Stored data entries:
########################################
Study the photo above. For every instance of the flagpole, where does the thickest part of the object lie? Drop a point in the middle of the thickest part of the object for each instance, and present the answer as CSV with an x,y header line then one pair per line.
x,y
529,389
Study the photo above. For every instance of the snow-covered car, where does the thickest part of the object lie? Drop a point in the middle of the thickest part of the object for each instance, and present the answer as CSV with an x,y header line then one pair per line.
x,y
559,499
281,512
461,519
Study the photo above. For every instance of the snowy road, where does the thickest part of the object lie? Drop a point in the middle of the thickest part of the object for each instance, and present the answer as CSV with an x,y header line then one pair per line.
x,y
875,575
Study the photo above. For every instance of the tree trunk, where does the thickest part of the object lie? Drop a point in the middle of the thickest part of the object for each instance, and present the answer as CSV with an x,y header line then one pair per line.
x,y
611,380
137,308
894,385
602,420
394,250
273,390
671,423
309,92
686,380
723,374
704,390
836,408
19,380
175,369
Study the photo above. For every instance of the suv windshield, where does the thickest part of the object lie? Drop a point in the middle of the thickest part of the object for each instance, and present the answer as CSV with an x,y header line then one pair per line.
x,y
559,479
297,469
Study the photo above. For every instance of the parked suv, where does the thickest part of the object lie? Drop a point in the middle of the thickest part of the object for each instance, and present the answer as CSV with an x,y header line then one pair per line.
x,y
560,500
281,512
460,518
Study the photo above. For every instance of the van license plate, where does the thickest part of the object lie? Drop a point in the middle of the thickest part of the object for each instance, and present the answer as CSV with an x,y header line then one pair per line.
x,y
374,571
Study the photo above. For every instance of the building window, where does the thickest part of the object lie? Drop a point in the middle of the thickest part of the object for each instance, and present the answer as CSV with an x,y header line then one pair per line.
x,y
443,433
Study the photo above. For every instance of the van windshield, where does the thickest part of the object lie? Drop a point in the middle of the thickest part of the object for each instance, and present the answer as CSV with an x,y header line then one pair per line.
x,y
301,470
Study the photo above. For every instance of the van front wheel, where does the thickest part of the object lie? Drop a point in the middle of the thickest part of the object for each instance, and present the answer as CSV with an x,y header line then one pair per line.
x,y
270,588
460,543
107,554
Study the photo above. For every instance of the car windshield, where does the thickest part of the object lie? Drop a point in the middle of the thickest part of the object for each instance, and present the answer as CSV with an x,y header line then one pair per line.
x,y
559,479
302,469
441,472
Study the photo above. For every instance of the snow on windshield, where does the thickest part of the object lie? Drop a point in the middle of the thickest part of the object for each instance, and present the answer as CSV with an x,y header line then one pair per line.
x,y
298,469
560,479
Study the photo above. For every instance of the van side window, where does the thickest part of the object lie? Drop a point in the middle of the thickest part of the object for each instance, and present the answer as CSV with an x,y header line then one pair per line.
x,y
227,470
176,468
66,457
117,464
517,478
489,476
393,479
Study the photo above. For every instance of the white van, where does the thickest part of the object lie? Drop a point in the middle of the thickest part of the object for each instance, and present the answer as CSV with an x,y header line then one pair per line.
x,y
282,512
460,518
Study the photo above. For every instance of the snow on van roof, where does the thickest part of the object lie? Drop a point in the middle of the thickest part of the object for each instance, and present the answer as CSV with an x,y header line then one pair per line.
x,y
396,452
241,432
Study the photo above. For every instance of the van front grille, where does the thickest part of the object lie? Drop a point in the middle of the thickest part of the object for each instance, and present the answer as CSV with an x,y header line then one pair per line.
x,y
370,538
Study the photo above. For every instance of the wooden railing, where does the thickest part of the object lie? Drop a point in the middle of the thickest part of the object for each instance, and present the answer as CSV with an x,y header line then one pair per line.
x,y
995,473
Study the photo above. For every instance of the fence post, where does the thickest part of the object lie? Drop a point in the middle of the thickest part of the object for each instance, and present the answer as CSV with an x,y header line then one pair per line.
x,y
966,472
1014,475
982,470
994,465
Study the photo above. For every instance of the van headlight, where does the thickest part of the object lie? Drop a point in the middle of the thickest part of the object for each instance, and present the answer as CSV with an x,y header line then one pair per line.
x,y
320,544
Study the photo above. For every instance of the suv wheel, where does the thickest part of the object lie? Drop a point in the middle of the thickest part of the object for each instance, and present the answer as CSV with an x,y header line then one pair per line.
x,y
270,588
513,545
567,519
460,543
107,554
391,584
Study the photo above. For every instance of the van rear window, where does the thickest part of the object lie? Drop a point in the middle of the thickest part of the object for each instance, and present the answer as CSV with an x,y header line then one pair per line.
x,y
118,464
########################################
Task item
Copy exactly the line containing "Study the photo above. For every instance of the fence" and each line after it through the end of the records above.

Answer space
Study the photo above. For every instance of the fence post, where does the thickest part of the object lie? Drop a point in the middle of the thickest part of the object for each instance, and present the answer as CSV with an x,y header line then one pair per line.
x,y
966,472
1014,475
982,470
994,465
Study the photo above. For every instance of the van headlight, where does the thickest part of the object lie? Drop a point in the middle of the thickest part of the object for each instance, and present the answer as CSV with an x,y header line then one pair per line.
x,y
320,544
Study the photo above. For every instance of the suv wheel, where does the thickest part of the object lie? Drop a point in the middle of the thickest part of the object for each instance, and present the answer as CSV with an x,y header line then one pair per line.
x,y
270,588
513,545
567,519
460,543
107,554
391,584
Study the photo above. For every instance of the van rear window, where does the thickest part of the object lie? Drop a point in the middle of the thickest part of the object for each instance, and present the answer as CSV with an x,y header line then one pair per line.
x,y
118,464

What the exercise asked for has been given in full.